» YOUR GOAL
Output each line of the entries below as a Markdown table with the columns Row and Line, numbering the rows and skipping blank lines. Leave the pictures out of the table.

» DATA FOR PROCESSING
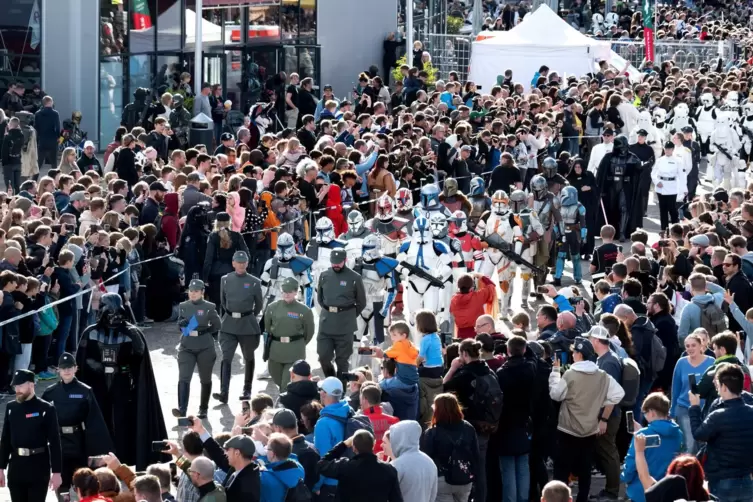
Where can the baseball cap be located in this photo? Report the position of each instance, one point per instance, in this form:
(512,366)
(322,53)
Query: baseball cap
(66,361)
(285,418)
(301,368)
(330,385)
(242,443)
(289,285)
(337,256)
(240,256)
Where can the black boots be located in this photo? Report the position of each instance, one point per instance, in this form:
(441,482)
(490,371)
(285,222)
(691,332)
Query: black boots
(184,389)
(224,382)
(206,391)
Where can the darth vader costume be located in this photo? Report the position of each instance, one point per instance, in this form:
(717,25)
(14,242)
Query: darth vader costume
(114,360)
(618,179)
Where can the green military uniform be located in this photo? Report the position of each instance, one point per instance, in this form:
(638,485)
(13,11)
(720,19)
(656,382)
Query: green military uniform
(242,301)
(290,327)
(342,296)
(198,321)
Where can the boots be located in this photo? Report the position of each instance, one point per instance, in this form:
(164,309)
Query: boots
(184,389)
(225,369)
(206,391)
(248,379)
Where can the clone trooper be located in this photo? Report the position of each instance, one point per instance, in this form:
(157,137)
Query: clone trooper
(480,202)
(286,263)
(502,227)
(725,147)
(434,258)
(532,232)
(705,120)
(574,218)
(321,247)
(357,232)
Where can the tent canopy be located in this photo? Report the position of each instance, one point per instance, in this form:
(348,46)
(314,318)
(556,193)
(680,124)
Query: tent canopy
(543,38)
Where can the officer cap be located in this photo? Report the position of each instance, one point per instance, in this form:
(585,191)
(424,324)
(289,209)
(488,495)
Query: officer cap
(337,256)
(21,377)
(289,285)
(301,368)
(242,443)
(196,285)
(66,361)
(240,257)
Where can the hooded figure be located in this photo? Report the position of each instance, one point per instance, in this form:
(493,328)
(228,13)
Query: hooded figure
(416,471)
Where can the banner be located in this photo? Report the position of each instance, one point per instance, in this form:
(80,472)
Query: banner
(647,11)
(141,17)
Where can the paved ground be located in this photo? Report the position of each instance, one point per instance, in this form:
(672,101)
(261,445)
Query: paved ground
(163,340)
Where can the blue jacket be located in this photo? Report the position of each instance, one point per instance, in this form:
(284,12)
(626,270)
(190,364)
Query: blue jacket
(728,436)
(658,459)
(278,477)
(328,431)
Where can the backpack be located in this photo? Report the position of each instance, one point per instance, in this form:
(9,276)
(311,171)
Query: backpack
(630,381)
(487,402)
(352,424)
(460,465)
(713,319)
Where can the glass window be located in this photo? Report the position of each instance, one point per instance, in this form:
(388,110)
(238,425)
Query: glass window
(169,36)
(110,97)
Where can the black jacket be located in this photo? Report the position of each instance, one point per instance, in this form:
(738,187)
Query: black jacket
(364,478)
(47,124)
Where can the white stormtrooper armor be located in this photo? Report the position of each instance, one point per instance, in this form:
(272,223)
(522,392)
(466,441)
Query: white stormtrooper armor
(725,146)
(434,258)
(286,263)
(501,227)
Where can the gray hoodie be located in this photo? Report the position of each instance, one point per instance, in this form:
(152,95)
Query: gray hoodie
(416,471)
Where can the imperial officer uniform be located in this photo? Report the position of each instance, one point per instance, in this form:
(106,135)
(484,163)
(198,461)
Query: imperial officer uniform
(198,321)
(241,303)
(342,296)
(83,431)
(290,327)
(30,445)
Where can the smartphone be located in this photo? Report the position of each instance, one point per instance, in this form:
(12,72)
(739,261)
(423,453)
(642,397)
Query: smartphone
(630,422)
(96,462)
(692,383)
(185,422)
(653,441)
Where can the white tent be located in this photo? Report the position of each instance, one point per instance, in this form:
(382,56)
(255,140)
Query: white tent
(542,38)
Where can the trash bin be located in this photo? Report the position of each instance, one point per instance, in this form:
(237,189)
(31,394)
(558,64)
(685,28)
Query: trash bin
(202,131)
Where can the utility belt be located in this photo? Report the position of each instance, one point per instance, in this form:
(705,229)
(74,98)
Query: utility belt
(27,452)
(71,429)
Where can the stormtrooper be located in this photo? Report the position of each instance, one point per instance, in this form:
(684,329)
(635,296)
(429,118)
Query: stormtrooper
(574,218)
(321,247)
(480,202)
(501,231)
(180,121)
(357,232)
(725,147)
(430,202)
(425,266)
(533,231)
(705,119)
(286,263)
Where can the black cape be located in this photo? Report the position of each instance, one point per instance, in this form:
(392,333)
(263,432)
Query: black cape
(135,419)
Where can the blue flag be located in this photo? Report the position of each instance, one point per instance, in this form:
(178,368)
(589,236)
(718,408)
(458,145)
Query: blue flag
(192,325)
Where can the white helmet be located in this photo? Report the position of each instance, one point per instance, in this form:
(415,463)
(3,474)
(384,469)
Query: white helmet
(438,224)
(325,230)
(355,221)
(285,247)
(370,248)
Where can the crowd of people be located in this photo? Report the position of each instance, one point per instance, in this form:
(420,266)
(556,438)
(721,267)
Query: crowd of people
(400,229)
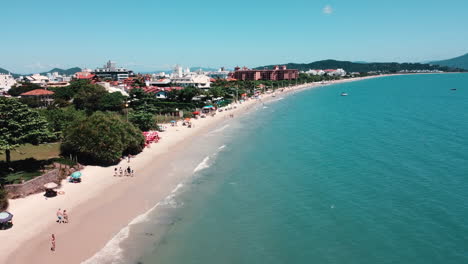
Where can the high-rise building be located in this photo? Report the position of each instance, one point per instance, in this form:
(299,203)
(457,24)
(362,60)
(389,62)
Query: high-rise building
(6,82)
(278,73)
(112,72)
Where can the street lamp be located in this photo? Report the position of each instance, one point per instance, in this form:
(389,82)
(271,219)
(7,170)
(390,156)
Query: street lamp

» OUTPUT
| Row | Line |
|---|---|
| 1 | Where can the baseball cap be located in this photo? Report the position of each instance, one point per instance, in this form: |
| 2 | (512,366) |
| 3 | (322,53) |
| 4 | Query: baseball cap |
| 5 | (66,361) |
| 6 | (285,418) |
| 7 | (301,368) |
| 8 | (330,385) |
| 9 | (242,443) |
| 10 | (289,285) |
| 11 | (337,256) |
| 12 | (240,256) |
| 13 | Where can the black boots be located in this photo? Report the position of each instance, one point per instance, in this form: |
| 14 | (441,482) |
| 15 | (490,371) |
| 16 | (285,222) |
| 17 | (691,332) |
| 18 | Query: black boots |
| 19 | (184,389) |
| 20 | (224,382) |
| 21 | (206,391) |
| 22 | Where can the darth vader costume be located in this photo? Report the position of each instance, one point per instance, in this form: |
| 23 | (717,25) |
| 24 | (14,242) |
| 25 | Query: darth vader costume |
| 26 | (114,360) |
| 27 | (618,179) |
| 28 | Where can the green military uniform be located in this photo? Report the position of each instance, one point per instance, in this form: |
| 29 | (638,485) |
| 30 | (13,11) |
| 31 | (720,19) |
| 32 | (656,382) |
| 33 | Query: green military uniform |
| 34 | (242,301) |
| 35 | (290,327) |
| 36 | (342,296) |
| 37 | (198,321) |
| 38 | Where can the boots be located in this photo? Report the position of each instance, one point per instance, in this form: |
| 39 | (164,309) |
| 40 | Query: boots |
| 41 | (184,389) |
| 42 | (225,369) |
| 43 | (206,391) |
| 44 | (248,379) |
| 45 | Where can the clone trooper be located in this photo? Report the position of each instance, one point per instance, in this form: |
| 46 | (157,137) |
| 47 | Query: clone trooper |
| 48 | (480,202) |
| 49 | (286,263) |
| 50 | (502,227) |
| 51 | (725,147) |
| 52 | (434,258) |
| 53 | (532,232) |
| 54 | (705,120) |
| 55 | (574,218) |
| 56 | (321,247) |
| 57 | (357,232) |
| 58 | Where can the tent canopy be located in this photo? Report the position of each instance, one point per instance, in this form: |
| 59 | (348,46) |
| 60 | (314,318) |
| 61 | (556,193) |
| 62 | (680,124) |
| 63 | Query: tent canopy |
| 64 | (543,38) |
| 65 | Where can the officer cap be located in this photo? Report the position of each instance, one point per instance, in this form: |
| 66 | (585,191) |
| 67 | (424,324) |
| 68 | (289,209) |
| 69 | (488,495) |
| 70 | Query: officer cap |
| 71 | (337,256) |
| 72 | (21,377) |
| 73 | (289,285) |
| 74 | (301,368) |
| 75 | (242,443) |
| 76 | (196,285) |
| 77 | (66,361) |
| 78 | (240,257) |
| 79 | Where can the hooded figure be located in this photo? Report the position of each instance, one point per instance, in this form: |
| 80 | (493,328) |
| 81 | (228,13) |
| 82 | Query: hooded figure |
| 83 | (416,471) |
| 84 | Where can the banner be located in this photo? Report the position of each instance, one point per instance, in this form: |
| 85 | (80,472) |
| 86 | Query: banner |
| 87 | (647,11) |
| 88 | (141,17) |
| 89 | Where can the paved ground be located in this photo? Report the position of each instance, one point per instance, in this form: |
| 90 | (672,101) |
| 91 | (261,445) |
| 92 | Query: paved ground |
| 93 | (163,340) |
| 94 | Where can the blue jacket be located in this photo? Report the position of each instance, one point per instance, in this form: |
| 95 | (284,12) |
| 96 | (626,270) |
| 97 | (190,364) |
| 98 | Query: blue jacket |
| 99 | (728,436) |
| 100 | (658,459) |
| 101 | (278,477) |
| 102 | (328,431) |
| 103 | Where can the backpack be located in this photo? Report the position of each instance, one point per instance, in this form: |
| 104 | (9,276) |
| 105 | (311,171) |
| 106 | Query: backpack |
| 107 | (630,381) |
| 108 | (487,402) |
| 109 | (352,424) |
| 110 | (460,465) |
| 111 | (713,319) |
| 112 | Where can the glass window be located in this photo? Report the position of each instance, one point per instance, in this form: |
| 113 | (388,110) |
| 114 | (238,425) |
| 115 | Query: glass window |
| 116 | (169,36) |
| 117 | (110,97) |
| 118 | Where can the black jacket be located in this photo? Report the position of each instance, one point per instance, in this form: |
| 119 | (738,187) |
| 120 | Query: black jacket |
| 121 | (364,478) |
| 122 | (47,124) |
| 123 | Where can the white stormtrooper armor be located in this photo? Report the position of each instance, one point per instance, in this form: |
| 124 | (272,223) |
| 125 | (522,392) |
| 126 | (466,441) |
| 127 | Query: white stormtrooper armor |
| 128 | (725,146) |
| 129 | (434,258) |
| 130 | (286,263) |
| 131 | (501,227) |
| 132 | Where can the gray hoodie be located in this photo? Report the position of each instance, one point per instance, in this form: |
| 133 | (152,95) |
| 134 | Query: gray hoodie |
| 135 | (416,471) |
| 136 | Where can the imperial officer uniform be located in this photo? Report the position of each instance, one point per instance, in this form: |
| 137 | (106,135) |
| 138 | (484,163) |
| 139 | (198,461) |
| 140 | Query: imperial officer uniform |
| 141 | (198,321) |
| 142 | (241,303) |
| 143 | (342,296) |
| 144 | (83,431) |
| 145 | (290,327) |
| 146 | (30,445) |
| 147 | Where can the smartphone be located in this photo? Report the position of each instance, one point per instance, in this form: |
| 148 | (12,72) |
| 149 | (739,261) |
| 150 | (423,453) |
| 151 | (642,397) |
| 152 | Query: smartphone |
| 153 | (630,422) |
| 154 | (96,462) |
| 155 | (692,383) |
| 156 | (185,422) |
| 157 | (653,441) |
| 158 | Where can the white tent be located in this photo? Report the position of each instance, one point per instance, in this form: |
| 159 | (382,56) |
| 160 | (255,140) |
| 161 | Query: white tent |
| 162 | (542,38) |
| 163 | Where can the trash bin be located in this photo? Report the position of each instance, one point per instance, in this form: |
| 164 | (237,189) |
| 165 | (31,394) |
| 166 | (558,64) |
| 167 | (685,28) |
| 168 | Query: trash bin |
| 169 | (202,131) |
| 170 | Where can the utility belt be located in this photo? Report the position of each instance, one point per instance, in this form: |
| 171 | (705,229) |
| 172 | (74,98) |
| 173 | Query: utility belt |
| 174 | (27,452) |
| 175 | (71,429) |
| 176 | Where can the stormtrooper be located in this photo? Report the position of each instance, one point per instance, in this form: |
| 177 | (684,329) |
| 178 | (635,296) |
| 179 | (429,118) |
| 180 | Query: stormtrooper |
| 181 | (574,218) |
| 182 | (321,247) |
| 183 | (480,202) |
| 184 | (501,231) |
| 185 | (180,121) |
| 186 | (357,232) |
| 187 | (725,147) |
| 188 | (430,202) |
| 189 | (425,266) |
| 190 | (533,231) |
| 191 | (705,119) |
| 192 | (286,263) |
| 193 | Where can the black cape be located in this photo? Report the position of each instance, one point per instance, in this form: |
| 194 | (392,333) |
| 195 | (263,432) |
| 196 | Query: black cape |
| 197 | (135,419) |
| 198 | Where can the blue flag be located in this photo? Report the position of each instance, one point per instance, in this form: |
| 199 | (178,368) |
| 200 | (589,236) |
| 201 | (718,408) |
| 202 | (458,145) |
| 203 | Query: blue flag |
| 204 | (192,325) |
| 205 | Where can the white helmet be located in this photo? Report the position of each instance, one point per instance, in this form: |
| 206 | (415,463) |
| 207 | (3,474) |
| 208 | (384,469) |
| 209 | Query: white helmet |
| 210 | (438,224) |
| 211 | (325,230) |
| 212 | (355,221) |
| 213 | (285,247) |
| 214 | (370,248) |
| 215 | Where can the crowd of people be located in this photo? Report the position of each instance, one point per instance, in this form: |
| 216 | (420,266) |
| 217 | (556,438) |
| 218 | (721,267) |
| 219 | Query: crowd of people |
| 220 | (400,229) |
| 221 | Where can the high-rise building be located in this photo? Report the position of each instance, one point per instance, in this form: |
| 222 | (299,203) |
| 223 | (457,24) |
| 224 | (362,60) |
| 225 | (389,62) |
| 226 | Query: high-rise building |
| 227 | (6,82) |
| 228 | (278,73) |
| 229 | (112,72) |
| 230 | Where can the street lamp be located in this photo? Report the position of each instance, one point per instance, in this form: |
| 231 | (389,82) |
| 232 | (271,219) |
| 233 | (7,170) |
| 234 | (390,156) |
| 235 | Query: street lamp |